+++ RECORDS SHOWN +++

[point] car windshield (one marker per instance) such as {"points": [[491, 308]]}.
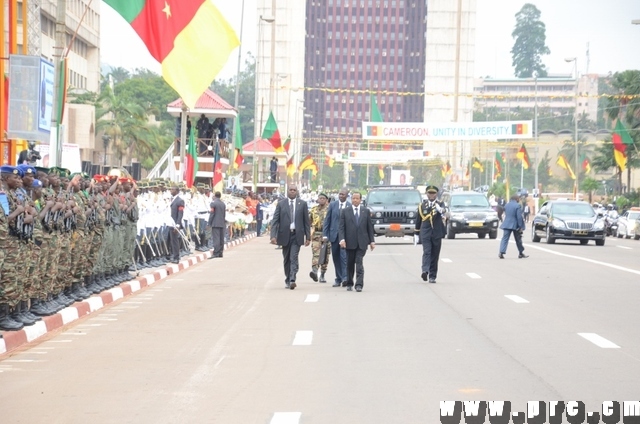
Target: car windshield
{"points": [[579, 209], [469, 201], [394, 197]]}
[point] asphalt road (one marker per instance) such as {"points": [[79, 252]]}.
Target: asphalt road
{"points": [[224, 342]]}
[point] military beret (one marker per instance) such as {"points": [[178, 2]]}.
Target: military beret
{"points": [[7, 169]]}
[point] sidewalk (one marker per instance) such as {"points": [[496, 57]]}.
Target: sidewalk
{"points": [[10, 340]]}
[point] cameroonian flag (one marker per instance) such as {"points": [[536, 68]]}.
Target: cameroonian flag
{"points": [[192, 161], [563, 163], [272, 133], [237, 143], [190, 38], [477, 164], [620, 139], [523, 156]]}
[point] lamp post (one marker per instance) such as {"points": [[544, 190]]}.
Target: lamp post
{"points": [[575, 120]]}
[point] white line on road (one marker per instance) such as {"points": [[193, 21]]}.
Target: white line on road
{"points": [[286, 418], [599, 341], [303, 338], [515, 298]]}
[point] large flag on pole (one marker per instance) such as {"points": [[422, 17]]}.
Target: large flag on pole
{"points": [[620, 139], [192, 161], [190, 38], [272, 133], [237, 143]]}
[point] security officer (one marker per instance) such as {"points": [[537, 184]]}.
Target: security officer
{"points": [[317, 215], [430, 230]]}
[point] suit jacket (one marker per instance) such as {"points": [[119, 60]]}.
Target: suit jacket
{"points": [[357, 235], [331, 226], [281, 223], [217, 213], [177, 210], [513, 217]]}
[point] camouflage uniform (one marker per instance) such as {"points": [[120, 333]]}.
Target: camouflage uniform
{"points": [[316, 216]]}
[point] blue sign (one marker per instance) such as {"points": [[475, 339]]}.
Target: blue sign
{"points": [[45, 98]]}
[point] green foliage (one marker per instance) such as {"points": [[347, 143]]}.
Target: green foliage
{"points": [[530, 43]]}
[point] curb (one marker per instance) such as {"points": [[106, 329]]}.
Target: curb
{"points": [[11, 340]]}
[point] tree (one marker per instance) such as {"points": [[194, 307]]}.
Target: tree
{"points": [[530, 43]]}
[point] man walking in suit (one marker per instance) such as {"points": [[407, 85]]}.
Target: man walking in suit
{"points": [[177, 212], [331, 232], [217, 222], [356, 234], [291, 229], [513, 223], [430, 229]]}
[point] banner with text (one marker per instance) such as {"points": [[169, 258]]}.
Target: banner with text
{"points": [[450, 131]]}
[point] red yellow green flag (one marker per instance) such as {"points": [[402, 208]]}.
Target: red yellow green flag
{"points": [[620, 139], [190, 38], [192, 161], [272, 133]]}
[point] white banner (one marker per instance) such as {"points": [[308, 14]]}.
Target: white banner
{"points": [[451, 131]]}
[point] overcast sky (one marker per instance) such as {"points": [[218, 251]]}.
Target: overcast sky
{"points": [[571, 24]]}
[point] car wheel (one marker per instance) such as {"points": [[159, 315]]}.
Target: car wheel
{"points": [[450, 233], [534, 236], [549, 237]]}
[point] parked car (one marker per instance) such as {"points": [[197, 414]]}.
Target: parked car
{"points": [[629, 224], [469, 212], [568, 220]]}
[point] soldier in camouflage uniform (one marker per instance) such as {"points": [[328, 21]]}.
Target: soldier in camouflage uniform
{"points": [[316, 216]]}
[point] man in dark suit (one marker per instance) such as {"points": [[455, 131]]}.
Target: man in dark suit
{"points": [[217, 222], [331, 230], [291, 228], [356, 234], [177, 212], [430, 230], [513, 223]]}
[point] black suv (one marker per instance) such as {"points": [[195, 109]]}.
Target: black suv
{"points": [[394, 210], [569, 220], [469, 212]]}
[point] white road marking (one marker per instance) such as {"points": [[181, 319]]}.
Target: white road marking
{"points": [[312, 298], [620, 268], [515, 298], [303, 338], [599, 341], [286, 418]]}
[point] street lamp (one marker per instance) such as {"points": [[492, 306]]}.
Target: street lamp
{"points": [[575, 120]]}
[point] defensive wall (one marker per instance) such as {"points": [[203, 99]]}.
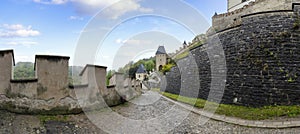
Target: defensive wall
{"points": [[262, 56], [50, 92], [232, 19]]}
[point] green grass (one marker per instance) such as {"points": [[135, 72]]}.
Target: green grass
{"points": [[196, 45], [182, 55], [45, 118], [248, 113]]}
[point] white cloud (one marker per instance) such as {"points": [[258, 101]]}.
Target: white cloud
{"points": [[75, 18], [24, 43], [134, 42], [17, 30], [121, 8], [93, 6], [56, 2]]}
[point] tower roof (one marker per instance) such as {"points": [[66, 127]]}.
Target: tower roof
{"points": [[141, 69], [161, 50]]}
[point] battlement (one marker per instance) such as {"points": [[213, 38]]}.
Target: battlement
{"points": [[233, 18], [50, 90]]}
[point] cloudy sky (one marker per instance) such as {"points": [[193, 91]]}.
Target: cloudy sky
{"points": [[112, 29]]}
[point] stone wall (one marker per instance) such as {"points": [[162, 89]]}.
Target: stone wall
{"points": [[232, 19], [7, 62], [52, 74], [262, 61], [50, 92]]}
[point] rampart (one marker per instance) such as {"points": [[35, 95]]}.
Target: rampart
{"points": [[50, 92], [262, 58], [232, 19]]}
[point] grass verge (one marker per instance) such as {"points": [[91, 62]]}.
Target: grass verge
{"points": [[61, 118], [248, 113]]}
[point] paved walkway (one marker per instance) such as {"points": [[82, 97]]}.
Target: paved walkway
{"points": [[232, 120], [153, 113]]}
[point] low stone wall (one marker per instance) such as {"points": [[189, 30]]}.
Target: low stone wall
{"points": [[49, 93]]}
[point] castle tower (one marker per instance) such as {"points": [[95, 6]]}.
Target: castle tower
{"points": [[6, 72], [236, 4], [141, 73], [161, 58]]}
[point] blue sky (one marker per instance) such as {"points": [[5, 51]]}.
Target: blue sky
{"points": [[33, 27]]}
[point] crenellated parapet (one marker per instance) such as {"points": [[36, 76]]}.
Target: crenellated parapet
{"points": [[50, 92], [233, 18]]}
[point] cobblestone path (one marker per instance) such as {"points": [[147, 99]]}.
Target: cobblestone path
{"points": [[150, 113]]}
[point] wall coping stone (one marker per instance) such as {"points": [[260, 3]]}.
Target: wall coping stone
{"points": [[9, 51], [90, 65], [24, 80]]}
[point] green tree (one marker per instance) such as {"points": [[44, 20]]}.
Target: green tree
{"points": [[24, 70]]}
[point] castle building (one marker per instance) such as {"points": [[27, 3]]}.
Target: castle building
{"points": [[141, 73], [236, 4], [161, 58]]}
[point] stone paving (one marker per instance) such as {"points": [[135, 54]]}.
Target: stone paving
{"points": [[166, 116], [150, 113]]}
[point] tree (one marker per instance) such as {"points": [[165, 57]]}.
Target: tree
{"points": [[24, 70]]}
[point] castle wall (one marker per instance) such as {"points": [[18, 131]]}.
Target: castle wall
{"points": [[232, 19], [262, 60], [161, 60], [237, 4], [95, 77], [6, 64], [52, 74], [23, 88]]}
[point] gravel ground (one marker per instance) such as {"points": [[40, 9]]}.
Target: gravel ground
{"points": [[138, 116]]}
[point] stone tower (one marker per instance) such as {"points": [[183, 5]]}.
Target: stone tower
{"points": [[161, 58], [236, 4]]}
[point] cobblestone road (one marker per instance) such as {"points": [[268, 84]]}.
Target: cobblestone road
{"points": [[149, 113]]}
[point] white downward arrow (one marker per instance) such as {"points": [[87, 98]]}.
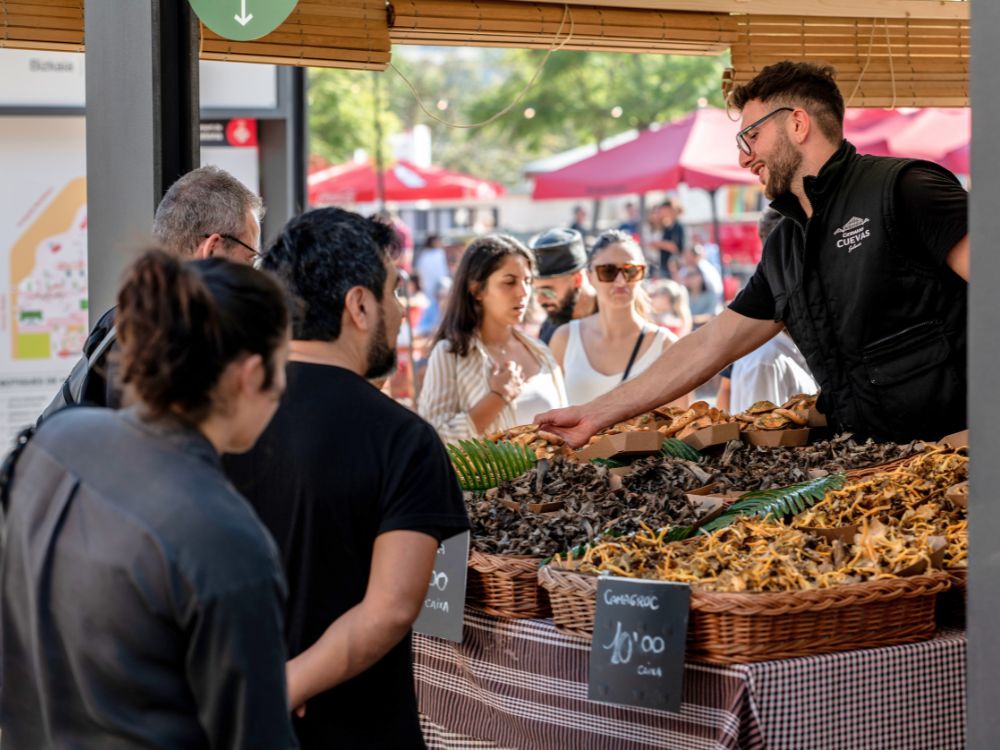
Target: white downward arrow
{"points": [[243, 19]]}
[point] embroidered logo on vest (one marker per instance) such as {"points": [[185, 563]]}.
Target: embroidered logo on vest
{"points": [[853, 233]]}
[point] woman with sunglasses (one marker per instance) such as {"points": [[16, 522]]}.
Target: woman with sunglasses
{"points": [[484, 375], [619, 341]]}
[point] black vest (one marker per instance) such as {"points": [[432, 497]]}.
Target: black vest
{"points": [[883, 330]]}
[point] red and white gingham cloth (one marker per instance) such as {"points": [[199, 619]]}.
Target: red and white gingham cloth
{"points": [[522, 684]]}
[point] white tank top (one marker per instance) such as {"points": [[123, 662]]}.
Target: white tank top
{"points": [[584, 383], [538, 394]]}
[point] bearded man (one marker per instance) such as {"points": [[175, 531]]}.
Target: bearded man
{"points": [[356, 489], [868, 270], [561, 286]]}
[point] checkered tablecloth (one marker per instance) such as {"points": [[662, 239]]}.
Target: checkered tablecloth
{"points": [[522, 684]]}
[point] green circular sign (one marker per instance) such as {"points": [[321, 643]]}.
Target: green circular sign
{"points": [[242, 20]]}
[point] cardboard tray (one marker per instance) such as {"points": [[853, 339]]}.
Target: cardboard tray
{"points": [[956, 439], [716, 434], [624, 445], [776, 438], [816, 417]]}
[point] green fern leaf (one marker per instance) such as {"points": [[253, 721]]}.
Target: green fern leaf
{"points": [[679, 534], [482, 465], [679, 449], [777, 503]]}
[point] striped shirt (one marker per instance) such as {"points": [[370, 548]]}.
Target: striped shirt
{"points": [[454, 384]]}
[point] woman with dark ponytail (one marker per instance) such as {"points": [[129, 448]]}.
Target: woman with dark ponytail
{"points": [[141, 598]]}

+++

● REQUIRED WORK
Beginning with the line that contains "[point] gravel ground" in the data above, please copy each line exactly until the last line, both ends included, skipping any pictures.

● ANSWER
[point] gravel ground (one marker per instance) such as {"points": [[40, 9]]}.
Target: gravel ground
{"points": [[138, 116]]}
[point] stone tower (one marker per instance) such as {"points": [[183, 5]]}.
Target: stone tower
{"points": [[161, 58], [236, 4]]}
[point] cobblestone road (one marker per instance) such as {"points": [[268, 84]]}.
Target: cobblestone road
{"points": [[149, 113]]}
[point] white downward arrow (one marker per instance) such as {"points": [[87, 98]]}.
Target: white downward arrow
{"points": [[243, 19]]}
[point] embroidered logo on vest (one marker per instance) such as {"points": [[185, 563]]}.
Target: embroidered logo on vest
{"points": [[853, 233]]}
[point] woman with sunglasses (one marker per instance) such as {"points": [[16, 522]]}.
Target: woman with sunglasses
{"points": [[484, 375], [619, 341]]}
[point] black vest (one marker per instance) such as {"points": [[432, 497]]}.
Target: black vest
{"points": [[883, 330]]}
[point] red and white gingham cloth (one marker per instance) such as {"points": [[199, 619]]}.
Target: red and white gingham cloth
{"points": [[522, 684]]}
[point] white tank top (one marker per instance) such as {"points": [[123, 662]]}.
Target: white tank top
{"points": [[584, 383], [538, 394]]}
[point] bearded man (one marker per instance) such as {"points": [[175, 531]]}.
Target: bearded man
{"points": [[356, 489], [868, 270], [561, 286]]}
[point] checkered tablecloth (one marker per instance) such as {"points": [[662, 239]]}.
Target: checkered tablecloth
{"points": [[522, 684]]}
[point] green circular sign (one marker per instance) such as {"points": [[321, 643]]}.
Target: green circular sign
{"points": [[242, 20]]}
[point] cardboard tray (one marker per instance) such as {"points": [[853, 339]]}.
Target: cardboard tray
{"points": [[956, 439], [716, 434], [624, 445], [776, 438], [816, 417]]}
[point] green fern leaf (one marker per instance) such as {"points": [[253, 721]]}.
Target: green fern leaf
{"points": [[679, 534], [482, 465], [679, 449], [777, 503]]}
[point] striped shirt (one marker per instance) such as {"points": [[370, 548]]}.
Target: striped shirt
{"points": [[454, 384]]}
[point] woman with dark ponytail (one marker per instance) such as {"points": [[129, 448]]}.
Target: woman with dark ponytail
{"points": [[141, 598]]}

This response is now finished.